## SELECTED TEXT

+++

Posted: 20.06.2024 13:50:59

It is not necessary to comply...

Citizen insecurity in many spheres of life is the reality in the United States

If you ask the question ‘What country talks the most about protecting human rights?’ in different parts of the world, the answer will be the same — the United States. It is the US that has actually privatised this sphere and has been confidently declaring itself a kind of global mentor for decades. However, the United States can only set a negative example in this regard.

                                   The President of Belarus,  
                               Aleksandr Lukashenko,

“Under the guise of myths about democracy and human rights, Western leaders impose a culture of abolition on states, filter nations using pressure and blackmail, riots and proxy wars, and raise a generation for whom hatred becomes a life credo.”

At the solemn meeting on the occasion
of Victory Day, 
on May 7th, 2024

United States criticises everyone

At the end of April, US Secretary of State Antony J. Blinken released another report on global human rights. The 2023 report has become the forty-seventh since 1977, when the United States decided that it had the right to criticise other countries and tell the world what is a proper way to protect a person.
The current report, in addition to a general description of the global human rights situation, contains individual country reports. Belarus has not been ignored either — the authors have scribbled down almost 100 pages. Alas, everything is tediously familiar and comes down to a fugitive opposition that is suffering greatly on all fronts.

+++

## PROVIDED RECORDS

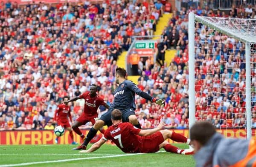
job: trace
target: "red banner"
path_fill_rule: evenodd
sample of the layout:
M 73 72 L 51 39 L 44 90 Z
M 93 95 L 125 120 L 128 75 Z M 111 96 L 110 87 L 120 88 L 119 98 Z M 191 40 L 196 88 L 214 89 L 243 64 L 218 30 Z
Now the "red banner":
M 3 2 L 4 3 L 6 3 L 8 0 L 0 0 L 0 2 Z M 32 4 L 32 2 L 35 2 L 35 3 L 39 3 L 40 2 L 44 2 L 45 3 L 79 3 L 81 2 L 80 0 L 46 0 L 44 1 L 39 0 L 10 0 L 9 1 L 12 3 L 17 3 L 20 5 L 26 5 L 28 4 Z M 103 0 L 87 0 L 87 1 L 102 3 Z
M 189 130 L 171 130 L 176 133 L 180 133 L 188 137 Z M 88 130 L 82 130 L 84 134 L 87 134 Z M 226 137 L 233 138 L 245 138 L 246 130 L 227 129 L 218 130 L 218 131 Z M 253 136 L 255 136 L 255 129 L 253 130 Z M 75 133 L 73 132 L 74 134 Z M 99 132 L 98 132 L 98 133 Z M 0 145 L 20 145 L 20 144 L 55 144 L 56 136 L 53 130 L 24 130 L 24 131 L 0 131 Z M 76 141 L 81 143 L 81 137 L 79 135 L 74 135 Z M 170 143 L 174 143 L 171 139 L 168 140 Z M 59 138 L 59 143 L 69 144 L 71 143 L 69 133 L 66 132 L 63 136 Z

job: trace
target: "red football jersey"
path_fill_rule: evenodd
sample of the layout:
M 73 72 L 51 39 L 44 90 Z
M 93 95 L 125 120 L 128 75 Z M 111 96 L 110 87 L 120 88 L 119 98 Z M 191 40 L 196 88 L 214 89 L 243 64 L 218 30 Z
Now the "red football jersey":
M 70 107 L 64 104 L 61 104 L 58 106 L 58 107 L 55 111 L 54 115 L 54 120 L 58 121 L 68 121 L 68 117 L 70 118 L 70 121 L 72 120 L 71 115 L 70 114 Z
M 104 100 L 96 95 L 94 98 L 91 98 L 89 92 L 86 92 L 79 96 L 79 97 L 84 99 L 84 112 L 88 116 L 98 115 L 97 109 L 99 106 L 105 104 Z
M 125 153 L 138 153 L 142 144 L 142 137 L 138 134 L 140 129 L 128 122 L 112 125 L 105 131 L 105 140 L 111 140 Z

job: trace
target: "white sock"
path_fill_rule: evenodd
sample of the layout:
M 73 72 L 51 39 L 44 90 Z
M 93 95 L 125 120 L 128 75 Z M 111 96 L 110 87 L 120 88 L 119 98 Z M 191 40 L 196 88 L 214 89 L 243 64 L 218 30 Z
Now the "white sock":
M 188 138 L 188 139 L 187 140 L 187 142 L 186 142 L 186 144 L 189 144 L 190 143 L 190 141 L 191 141 L 191 140 L 190 140 L 189 138 Z
M 184 151 L 184 150 L 178 149 L 178 150 L 177 150 L 177 153 L 178 154 L 181 154 L 182 153 L 182 152 L 183 152 L 183 151 Z

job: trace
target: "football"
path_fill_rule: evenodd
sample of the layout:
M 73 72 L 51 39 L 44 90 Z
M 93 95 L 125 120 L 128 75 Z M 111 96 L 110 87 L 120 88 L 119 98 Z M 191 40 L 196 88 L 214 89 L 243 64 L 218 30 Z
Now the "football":
M 54 129 L 54 133 L 57 136 L 62 136 L 64 134 L 65 130 L 63 127 L 61 126 L 58 126 Z

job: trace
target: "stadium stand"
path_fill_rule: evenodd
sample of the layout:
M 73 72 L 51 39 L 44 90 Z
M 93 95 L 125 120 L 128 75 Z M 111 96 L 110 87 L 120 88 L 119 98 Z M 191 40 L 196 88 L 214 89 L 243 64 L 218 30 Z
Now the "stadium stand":
M 88 91 L 90 84 L 112 102 L 118 56 L 129 48 L 131 36 L 155 30 L 163 8 L 134 1 L 2 2 L 0 129 L 43 129 L 52 123 L 62 98 Z M 152 27 L 142 28 L 147 22 Z M 74 119 L 82 103 L 72 106 Z
M 255 18 L 255 7 L 253 9 L 250 5 L 246 8 L 241 6 L 236 8 L 233 6 L 228 14 L 219 10 L 214 12 L 212 10 L 209 9 L 208 7 L 201 9 L 198 7 L 195 9 L 191 6 L 188 10 L 183 8 L 180 11 L 178 11 L 177 9 L 173 11 L 172 17 L 170 20 L 169 26 L 166 27 L 162 35 L 164 36 L 164 42 L 168 48 L 176 50 L 174 58 L 169 64 L 166 63 L 163 66 L 155 66 L 151 69 L 150 67 L 146 66 L 144 63 L 144 72 L 138 79 L 139 87 L 150 93 L 152 96 L 159 98 L 164 98 L 167 105 L 164 108 L 160 109 L 154 104 L 147 103 L 144 99 L 138 97 L 137 100 L 136 113 L 143 127 L 155 127 L 162 120 L 166 123 L 168 127 L 181 129 L 188 127 L 188 14 L 192 12 L 204 16 Z M 251 12 L 248 9 L 246 9 L 247 8 L 252 9 Z M 200 38 L 196 39 L 196 46 L 204 46 L 206 40 L 209 40 L 206 39 L 205 36 L 212 32 L 205 30 L 197 32 L 200 35 Z M 223 35 L 215 34 L 215 43 L 219 43 L 220 40 L 224 40 L 224 41 L 222 41 L 224 43 L 230 40 L 235 42 L 233 39 L 228 38 Z M 220 127 L 221 128 L 226 128 L 244 127 L 245 126 L 245 98 L 244 96 L 239 96 L 239 91 L 242 91 L 242 94 L 245 94 L 242 93 L 245 86 L 245 71 L 242 70 L 244 68 L 242 66 L 245 64 L 245 59 L 238 59 L 240 61 L 239 64 L 242 66 L 240 67 L 237 65 L 234 66 L 238 61 L 237 58 L 230 59 L 230 61 L 227 60 L 227 54 L 231 55 L 230 53 L 233 54 L 234 58 L 237 58 L 238 56 L 239 58 L 239 56 L 244 58 L 244 45 L 238 42 L 234 43 L 233 48 L 233 46 L 221 45 L 220 47 L 221 52 L 215 53 L 215 56 L 213 57 L 214 60 L 206 59 L 201 55 L 198 55 L 197 59 L 196 59 L 196 62 L 199 63 L 196 66 L 198 68 L 195 69 L 197 79 L 195 80 L 195 89 L 198 93 L 202 92 L 203 96 L 205 97 L 202 98 L 204 99 L 202 101 L 200 101 L 198 100 L 200 99 L 196 98 L 200 96 L 199 95 L 195 95 L 196 118 L 197 120 L 207 119 L 211 121 L 216 127 L 219 128 Z M 206 46 L 205 48 L 205 50 L 207 49 Z M 196 52 L 199 53 L 199 55 L 204 51 L 201 50 L 201 47 L 198 47 L 197 49 L 198 50 Z M 209 50 L 209 49 L 208 49 L 208 53 L 210 53 Z M 205 52 L 206 53 L 207 52 Z M 204 74 L 204 72 L 200 70 L 207 70 L 207 69 L 213 70 L 210 73 L 221 74 L 225 72 L 224 71 L 224 68 L 219 71 L 216 71 L 218 70 L 218 68 L 215 68 L 215 64 L 212 63 L 218 60 L 219 58 L 223 62 L 222 67 L 228 68 L 228 66 L 232 66 L 235 68 L 236 70 L 227 72 L 226 76 L 200 75 Z M 202 64 L 200 63 L 201 61 Z M 207 72 L 205 71 L 205 73 Z M 233 78 L 231 77 L 232 75 Z M 221 78 L 221 76 L 223 78 Z M 207 81 L 216 81 L 213 82 L 213 84 L 211 84 L 213 89 L 208 89 L 208 94 L 204 94 L 204 91 L 211 84 L 205 82 L 206 77 L 208 77 Z M 236 84 L 230 85 L 233 82 Z M 218 86 L 221 85 L 223 88 L 227 86 L 228 90 L 226 91 L 225 89 L 221 89 L 219 92 L 218 92 Z M 202 95 L 200 95 L 200 96 Z M 253 96 L 254 97 L 253 95 Z M 227 99 L 226 97 L 229 97 L 229 98 Z M 253 97 L 253 127 L 256 127 L 255 102 L 255 97 Z
M 145 1 L 142 4 L 117 1 L 120 3 L 106 1 L 100 4 L 40 3 L 23 6 L 1 3 L 0 130 L 50 127 L 57 104 L 62 98 L 87 91 L 91 84 L 97 84 L 99 95 L 108 103 L 113 101 L 114 69 L 119 55 L 129 48 L 131 36 L 142 31 L 145 32 L 141 34 L 146 35 L 147 32 L 155 30 L 158 18 L 151 14 L 157 11 L 160 15 L 163 8 Z M 137 97 L 136 112 L 143 127 L 154 127 L 161 120 L 167 127 L 188 127 L 188 13 L 255 18 L 254 9 L 248 13 L 245 9 L 234 8 L 228 14 L 200 7 L 173 10 L 162 35 L 166 37 L 165 42 L 168 49 L 177 49 L 175 56 L 169 64 L 166 63 L 163 66 L 151 69 L 144 66 L 138 81 L 140 89 L 153 96 L 164 98 L 167 105 L 160 108 Z M 151 29 L 140 28 L 148 21 L 153 24 Z M 209 32 L 199 33 L 203 35 Z M 206 63 L 208 61 L 205 60 Z M 202 86 L 206 86 L 204 78 L 201 79 Z M 242 89 L 243 81 L 238 82 Z M 78 101 L 72 105 L 74 120 L 81 114 L 82 104 Z M 227 107 L 223 109 L 233 111 L 234 107 L 229 104 L 224 104 Z M 219 105 L 222 106 L 221 102 Z M 203 110 L 201 106 L 198 107 Z M 105 111 L 104 107 L 99 109 L 100 115 Z M 197 117 L 202 114 L 197 112 Z M 226 120 L 236 119 L 237 125 L 241 126 L 244 117 L 232 115 L 221 115 L 224 122 L 218 121 L 216 126 L 224 124 Z M 256 121 L 255 116 L 253 119 Z M 256 127 L 256 124 L 253 125 Z

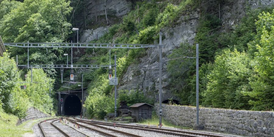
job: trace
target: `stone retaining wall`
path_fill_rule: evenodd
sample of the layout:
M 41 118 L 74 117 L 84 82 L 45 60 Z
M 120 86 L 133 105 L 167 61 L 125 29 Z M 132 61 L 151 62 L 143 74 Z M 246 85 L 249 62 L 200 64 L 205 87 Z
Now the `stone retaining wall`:
M 159 115 L 159 104 L 155 109 Z M 196 107 L 163 104 L 165 119 L 178 125 L 193 127 L 196 121 Z M 274 112 L 200 108 L 199 122 L 206 130 L 248 136 L 273 137 Z
M 17 122 L 17 125 L 20 125 L 22 123 L 29 120 L 40 118 L 42 118 L 49 117 L 50 116 L 49 115 L 45 114 L 40 111 L 38 109 L 33 107 L 31 107 L 28 109 L 26 112 L 27 116 L 24 118 L 22 118 L 18 120 Z

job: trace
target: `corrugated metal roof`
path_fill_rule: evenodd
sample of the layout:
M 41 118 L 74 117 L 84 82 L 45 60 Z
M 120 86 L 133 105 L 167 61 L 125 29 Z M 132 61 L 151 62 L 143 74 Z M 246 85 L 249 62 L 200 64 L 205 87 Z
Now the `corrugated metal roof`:
M 152 106 L 152 105 L 149 105 L 149 104 L 147 104 L 147 103 L 136 103 L 136 104 L 134 104 L 134 105 L 132 105 L 131 106 L 129 106 L 129 107 L 140 107 L 140 106 L 142 106 L 142 105 L 144 105 L 144 104 L 146 104 L 147 105 L 149 105 L 149 106 L 151 106 L 151 107 L 154 107 L 154 106 Z
M 1 36 L 0 36 L 0 56 L 3 56 L 3 53 L 5 52 L 6 48 L 5 48 L 5 46 L 3 43 L 2 40 L 2 39 L 1 38 Z

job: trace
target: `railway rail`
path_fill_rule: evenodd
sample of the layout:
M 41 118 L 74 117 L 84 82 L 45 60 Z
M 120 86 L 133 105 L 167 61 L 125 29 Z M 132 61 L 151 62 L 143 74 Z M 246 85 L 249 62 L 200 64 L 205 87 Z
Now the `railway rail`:
M 85 122 L 87 123 L 106 126 L 113 126 L 114 123 L 98 121 L 91 121 L 74 118 L 76 121 Z M 146 126 L 130 125 L 127 124 L 116 124 L 115 126 L 123 128 L 137 129 L 154 132 L 165 134 L 183 137 L 206 136 L 209 137 L 238 137 L 231 135 L 213 133 L 201 131 L 192 131 L 189 130 L 175 130 L 165 128 L 159 128 Z
M 70 137 L 61 129 L 53 124 L 53 122 L 59 120 L 59 118 L 58 118 L 49 119 L 42 121 L 38 123 L 38 126 L 42 132 L 43 136 Z
M 60 118 L 47 119 L 38 123 L 42 135 L 46 137 L 84 137 L 88 136 L 63 123 L 56 122 Z M 58 124 L 55 125 L 54 123 Z M 59 124 L 59 125 L 58 125 Z M 73 129 L 72 130 L 72 128 Z
M 92 131 L 94 131 L 96 132 L 99 133 L 100 134 L 108 136 L 111 136 L 111 137 L 118 137 L 118 136 L 117 136 L 117 134 L 118 135 L 119 134 L 121 134 L 123 135 L 126 135 L 127 136 L 132 136 L 132 137 L 142 137 L 142 136 L 140 136 L 139 135 L 133 134 L 131 134 L 129 133 L 127 133 L 125 132 L 124 132 L 121 131 L 120 131 L 118 130 L 117 130 L 116 129 L 114 129 L 111 128 L 106 128 L 104 127 L 100 126 L 98 125 L 97 125 L 95 124 L 93 124 L 92 123 L 89 123 L 88 122 L 86 122 L 85 121 L 78 121 L 77 120 L 74 120 L 71 119 L 69 118 L 68 118 L 67 119 L 68 120 L 68 121 L 70 121 L 72 123 L 73 123 L 74 124 L 76 125 L 79 125 L 81 126 L 82 127 L 83 127 L 85 128 L 88 129 Z M 84 125 L 83 124 L 81 124 L 81 123 L 84 123 L 85 124 L 87 124 L 88 125 L 91 125 L 93 127 L 97 127 L 98 128 L 91 128 L 90 127 L 88 127 L 87 125 Z M 101 128 L 101 129 L 103 129 L 105 130 L 107 130 L 109 131 L 110 132 L 107 132 L 105 131 L 103 131 L 101 130 L 99 130 L 99 128 Z

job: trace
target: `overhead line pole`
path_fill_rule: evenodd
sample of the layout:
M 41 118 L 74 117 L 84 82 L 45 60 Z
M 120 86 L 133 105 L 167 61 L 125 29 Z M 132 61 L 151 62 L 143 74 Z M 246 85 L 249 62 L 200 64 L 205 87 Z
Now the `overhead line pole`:
M 162 45 L 162 30 L 160 31 L 159 44 Z M 159 46 L 159 115 L 160 116 L 159 124 L 162 127 L 162 46 Z
M 78 32 L 78 31 L 77 31 Z M 83 89 L 83 76 L 84 75 L 84 74 L 82 74 L 82 118 L 83 117 L 83 104 L 84 103 L 84 100 L 83 100 L 83 93 L 84 93 L 84 90 Z
M 199 44 L 196 44 L 196 124 L 199 125 Z
M 117 83 L 116 80 L 118 80 L 118 79 L 117 79 L 117 76 L 116 76 L 116 55 L 114 55 L 114 68 L 115 68 L 115 71 L 114 71 L 114 82 L 115 84 L 114 84 L 114 96 L 115 96 L 115 99 L 114 99 L 114 104 L 115 105 L 114 107 L 114 117 L 116 117 L 116 111 L 117 111 L 117 103 L 116 102 L 116 98 L 117 97 Z

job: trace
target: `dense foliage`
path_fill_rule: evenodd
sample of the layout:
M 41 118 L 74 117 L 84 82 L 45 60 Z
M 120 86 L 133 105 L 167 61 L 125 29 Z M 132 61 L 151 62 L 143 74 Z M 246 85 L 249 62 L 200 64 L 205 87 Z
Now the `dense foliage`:
M 54 81 L 41 69 L 33 69 L 33 83 L 31 83 L 30 70 L 25 80 L 20 78 L 19 71 L 13 58 L 5 53 L 0 57 L 0 107 L 6 113 L 19 118 L 26 116 L 27 108 L 33 106 L 46 113 L 53 107 L 52 99 L 50 97 L 49 88 L 52 88 Z M 26 89 L 20 86 L 26 86 Z
M 1 3 L 0 35 L 5 42 L 61 42 L 66 41 L 71 25 L 67 17 L 72 10 L 66 0 L 26 0 L 23 2 L 5 0 Z M 10 12 L 9 12 L 10 10 Z M 1 15 L 0 15 L 1 16 Z M 18 56 L 19 64 L 27 62 L 27 49 L 7 47 L 11 57 Z M 30 48 L 30 63 L 53 64 L 65 62 L 61 56 L 66 49 Z M 54 69 L 47 72 L 54 75 Z
M 216 29 L 222 26 L 217 18 L 210 15 L 201 19 L 195 39 L 199 46 L 200 101 L 203 105 L 255 110 L 274 109 L 274 12 L 271 9 L 249 11 L 235 29 L 225 33 Z M 191 52 L 194 48 L 182 44 L 169 57 L 177 58 L 179 53 L 184 56 L 195 56 Z M 173 86 L 172 91 L 181 97 L 181 103 L 195 105 L 195 65 L 190 64 L 187 59 L 170 61 L 168 68 L 172 72 L 173 80 L 180 81 L 180 84 Z M 173 65 L 177 67 L 171 67 Z M 173 73 L 177 69 L 188 68 L 184 73 Z M 176 78 L 180 77 L 185 78 Z

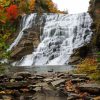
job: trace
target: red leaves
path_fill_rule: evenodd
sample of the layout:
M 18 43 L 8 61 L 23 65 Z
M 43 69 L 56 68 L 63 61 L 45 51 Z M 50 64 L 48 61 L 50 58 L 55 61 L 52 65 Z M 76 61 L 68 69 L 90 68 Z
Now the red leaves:
M 10 5 L 7 9 L 7 19 L 13 22 L 18 17 L 18 8 L 16 5 Z

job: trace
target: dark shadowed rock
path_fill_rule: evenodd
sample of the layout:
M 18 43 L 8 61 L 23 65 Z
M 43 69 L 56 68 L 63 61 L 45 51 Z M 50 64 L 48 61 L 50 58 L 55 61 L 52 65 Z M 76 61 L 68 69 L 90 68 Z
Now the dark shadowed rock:
M 80 84 L 77 86 L 80 91 L 85 91 L 93 94 L 100 94 L 100 84 Z

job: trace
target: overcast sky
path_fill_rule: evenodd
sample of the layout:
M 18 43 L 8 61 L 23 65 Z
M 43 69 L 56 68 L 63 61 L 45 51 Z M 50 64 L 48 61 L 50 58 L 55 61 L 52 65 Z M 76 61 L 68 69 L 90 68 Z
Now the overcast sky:
M 66 10 L 69 13 L 81 13 L 88 10 L 90 0 L 53 0 L 57 4 L 58 9 Z

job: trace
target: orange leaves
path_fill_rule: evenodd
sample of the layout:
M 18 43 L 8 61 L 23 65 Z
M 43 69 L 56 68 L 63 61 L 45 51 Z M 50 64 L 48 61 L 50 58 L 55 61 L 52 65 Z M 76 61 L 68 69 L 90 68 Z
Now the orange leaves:
M 48 5 L 50 12 L 57 13 L 57 7 L 51 0 L 46 0 L 46 4 Z
M 30 11 L 34 11 L 34 7 L 35 7 L 35 0 L 30 0 L 30 2 L 29 2 Z
M 7 11 L 7 19 L 10 21 L 14 21 L 18 17 L 18 8 L 16 5 L 10 5 L 6 9 Z
M 6 22 L 6 13 L 5 13 L 5 9 L 3 8 L 3 6 L 0 5 L 0 22 L 1 23 L 5 23 Z

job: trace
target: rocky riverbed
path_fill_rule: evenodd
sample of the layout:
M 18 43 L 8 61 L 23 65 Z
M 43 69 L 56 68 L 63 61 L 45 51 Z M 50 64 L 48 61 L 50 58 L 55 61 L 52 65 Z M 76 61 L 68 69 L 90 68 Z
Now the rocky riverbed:
M 100 100 L 100 85 L 86 74 L 2 74 L 0 100 Z

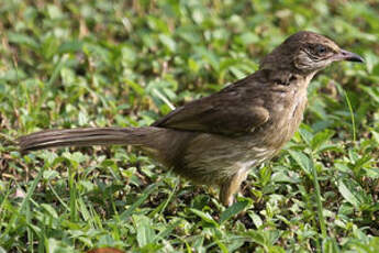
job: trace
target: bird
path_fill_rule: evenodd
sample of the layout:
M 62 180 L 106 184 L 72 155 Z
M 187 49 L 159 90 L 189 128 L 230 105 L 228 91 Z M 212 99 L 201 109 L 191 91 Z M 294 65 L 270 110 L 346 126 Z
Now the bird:
M 341 61 L 364 63 L 328 37 L 300 31 L 255 73 L 149 127 L 45 130 L 19 138 L 20 150 L 132 145 L 194 184 L 218 186 L 220 201 L 230 207 L 248 172 L 277 155 L 298 130 L 314 75 Z

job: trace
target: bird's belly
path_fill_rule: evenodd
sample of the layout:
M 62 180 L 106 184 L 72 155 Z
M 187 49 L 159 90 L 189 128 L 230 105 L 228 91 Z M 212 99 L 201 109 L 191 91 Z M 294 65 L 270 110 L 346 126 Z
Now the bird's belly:
M 189 143 L 180 167 L 174 169 L 198 184 L 219 185 L 241 169 L 258 166 L 275 153 L 276 150 L 260 146 L 254 135 L 199 134 Z

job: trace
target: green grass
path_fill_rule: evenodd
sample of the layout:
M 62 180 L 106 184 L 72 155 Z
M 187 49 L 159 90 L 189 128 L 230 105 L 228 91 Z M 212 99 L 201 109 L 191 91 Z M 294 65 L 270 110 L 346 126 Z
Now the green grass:
M 379 2 L 0 3 L 0 252 L 378 252 Z M 238 201 L 122 146 L 19 153 L 52 128 L 148 125 L 311 30 L 363 55 L 309 88 L 304 123 Z

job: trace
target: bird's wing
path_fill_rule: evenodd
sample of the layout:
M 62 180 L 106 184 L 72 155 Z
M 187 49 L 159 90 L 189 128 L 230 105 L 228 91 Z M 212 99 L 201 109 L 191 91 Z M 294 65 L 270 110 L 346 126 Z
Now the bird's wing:
M 153 125 L 224 135 L 250 133 L 268 121 L 269 112 L 261 98 L 233 86 L 177 108 Z

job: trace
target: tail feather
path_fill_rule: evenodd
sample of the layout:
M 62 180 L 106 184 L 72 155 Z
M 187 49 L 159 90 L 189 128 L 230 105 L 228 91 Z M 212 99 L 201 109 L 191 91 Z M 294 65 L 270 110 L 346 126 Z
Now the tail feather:
M 21 152 L 58 146 L 144 145 L 156 128 L 78 128 L 47 130 L 19 138 Z

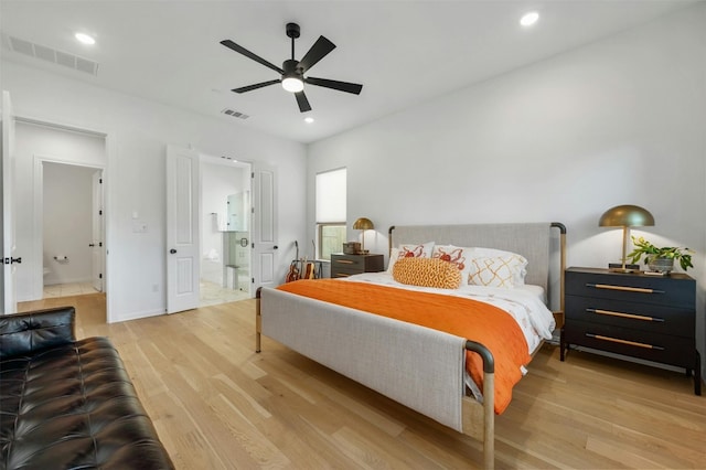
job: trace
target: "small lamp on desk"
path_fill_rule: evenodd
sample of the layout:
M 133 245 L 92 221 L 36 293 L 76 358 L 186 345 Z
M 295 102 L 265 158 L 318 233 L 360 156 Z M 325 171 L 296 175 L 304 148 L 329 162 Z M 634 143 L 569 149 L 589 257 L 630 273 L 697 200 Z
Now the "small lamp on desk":
M 356 231 L 361 231 L 361 254 L 366 255 L 367 250 L 365 249 L 365 231 L 372 231 L 375 228 L 373 222 L 370 218 L 361 217 L 353 222 L 353 228 Z
M 625 266 L 625 249 L 628 245 L 628 234 L 630 227 L 643 227 L 654 225 L 654 217 L 650 214 L 650 211 L 642 209 L 639 205 L 617 205 L 609 209 L 600 216 L 598 226 L 600 227 L 622 227 L 622 266 L 611 267 L 611 271 L 616 273 L 634 273 L 640 268 L 633 268 Z

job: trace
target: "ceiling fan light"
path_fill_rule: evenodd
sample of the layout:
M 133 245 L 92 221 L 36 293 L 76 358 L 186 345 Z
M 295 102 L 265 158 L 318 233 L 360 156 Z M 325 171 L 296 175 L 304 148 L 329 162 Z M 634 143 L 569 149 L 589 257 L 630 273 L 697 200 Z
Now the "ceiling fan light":
M 299 93 L 304 89 L 304 83 L 296 77 L 287 77 L 282 79 L 282 88 L 289 93 Z

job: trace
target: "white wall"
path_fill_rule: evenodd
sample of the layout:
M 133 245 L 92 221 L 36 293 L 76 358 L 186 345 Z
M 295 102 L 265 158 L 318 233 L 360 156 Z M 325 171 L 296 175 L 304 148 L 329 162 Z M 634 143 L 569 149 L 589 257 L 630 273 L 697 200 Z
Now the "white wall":
M 44 285 L 93 279 L 93 174 L 87 167 L 43 164 Z
M 3 61 L 2 88 L 20 117 L 101 130 L 108 136 L 107 290 L 110 321 L 165 309 L 165 146 L 193 146 L 276 165 L 280 178 L 280 244 L 304 237 L 304 146 L 249 130 L 228 117 L 207 117 L 93 86 L 83 79 Z M 217 111 L 214 111 L 217 113 Z M 17 201 L 21 206 L 26 201 Z M 132 232 L 137 213 L 147 233 Z M 20 237 L 33 234 L 18 234 Z M 288 260 L 287 254 L 280 254 Z M 286 264 L 277 275 L 284 280 Z
M 704 356 L 705 57 L 700 3 L 315 142 L 309 225 L 314 174 L 346 167 L 349 222 L 375 223 L 372 252 L 386 253 L 394 224 L 559 221 L 568 264 L 602 267 L 621 233 L 600 215 L 638 204 L 656 225 L 634 233 L 697 253 Z

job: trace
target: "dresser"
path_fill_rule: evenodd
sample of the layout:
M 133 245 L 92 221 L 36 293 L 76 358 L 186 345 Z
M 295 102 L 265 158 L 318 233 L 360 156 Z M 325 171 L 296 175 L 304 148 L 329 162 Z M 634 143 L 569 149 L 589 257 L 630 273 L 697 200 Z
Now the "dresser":
M 700 395 L 696 351 L 696 281 L 599 268 L 565 273 L 560 360 L 571 344 L 684 367 Z
M 377 273 L 384 270 L 383 255 L 331 255 L 331 277 L 347 277 L 361 273 Z

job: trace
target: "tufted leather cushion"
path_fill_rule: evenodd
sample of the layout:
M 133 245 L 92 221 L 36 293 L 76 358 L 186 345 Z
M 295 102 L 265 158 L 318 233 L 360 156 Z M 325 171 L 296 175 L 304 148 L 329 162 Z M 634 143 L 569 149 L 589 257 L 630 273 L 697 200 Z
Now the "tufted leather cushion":
M 73 307 L 0 316 L 0 360 L 74 341 Z
M 106 338 L 3 355 L 0 383 L 0 469 L 173 468 Z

+++

## CHALLENGES
A - From the article on US human rights, extract the passage starting at "Posted: 20.06.2024 13:50:59" and ending at "in this regard.".
B - List every distinct year that appears in the article on US human rights.
C - Write what comes next in the article on US human rights, picking up after its final sentence.

## ANSWERS PER TASK
A -
Posted: 20.06.2024 13:50:59

It is not necessary to comply...

Citizen insecurity in many spheres of life is the reality in the United States

If you ask the question ‘What country talks the most about protecting human rights?’ in different parts of the world, the answer will be the same — the United States. It is the US that has actually privatised this sphere and has been confidently declaring itself a kind of global mentor for decades. However, the United States can only set a negative example in this regard.

B - 2024, 2023, 1977

C -
Only a few points of this document are capable of arousing a sort of interest. Thus, ‘The threat of government retaliation led the few small independent media outlets still operating within the country to exercise self-censorship and avoid reporting on certain topics, including Russia’s war against Ukraine, or criticising the government’.
They could have gone into more detail on this matter and mentioned the names and titles of those heroically hunkered-down media personas. However, thanks for reminding us about the Augean stables left in the country by the opposition that have not been cleaned so far. The cleaning will be definitely carried out to completion.
The report has also unexpectedly mentioned the ‘kidnapping’ of political opponents in other countries. The surprise quickly vanishes though, as that remark refers to the ‘kidnapped’ Protasevich and  plane legend. In fact, Protasevich has been pardoned by the President of Belarus. The man has been living his life for a long time, yet the United States continues rambling on this irrelevant topic in its reports of ‘cosmic scale and cosmic stupidity’. 
In other respects, the report on Belarus is indecently similar to a bunch of others contrived by Belarusian fugitives in recent years. The content of the reports presented by the United States has caused an outrage in many countries. Moreover, the leitmotif of indignation is the message: who gave you the right to criticise others when your own country has a complete mess with human rights? As it turned out, the human rights-related havoc in the United States has really reached the scale that is even hard to imagine. 

Discrimination is legalised

In May 2024, the State Council Information Office of the People’s Republic of China published its report on human rights in the United States. The authors of the analytical document have emphasised that civil and political rights have long been just words in the United States. In addition, unlike the United States, the Chinese authors have supported their conclusions with specific figures and accurate data that can actually shock an unprepared person. After all, when it comes to the fact that millions of children and adults are starving in the country with the allegedly strongest economy in the world, it is truly shocking.
In fact, as it turned out, the leadership of the United States does not care much about the rights of children and women in its own country. The United States has still not ratified the Convention on the Elimination of All Forms of Discrimination against Women (CEDAW), or the UN Convention on the Rights of the Child.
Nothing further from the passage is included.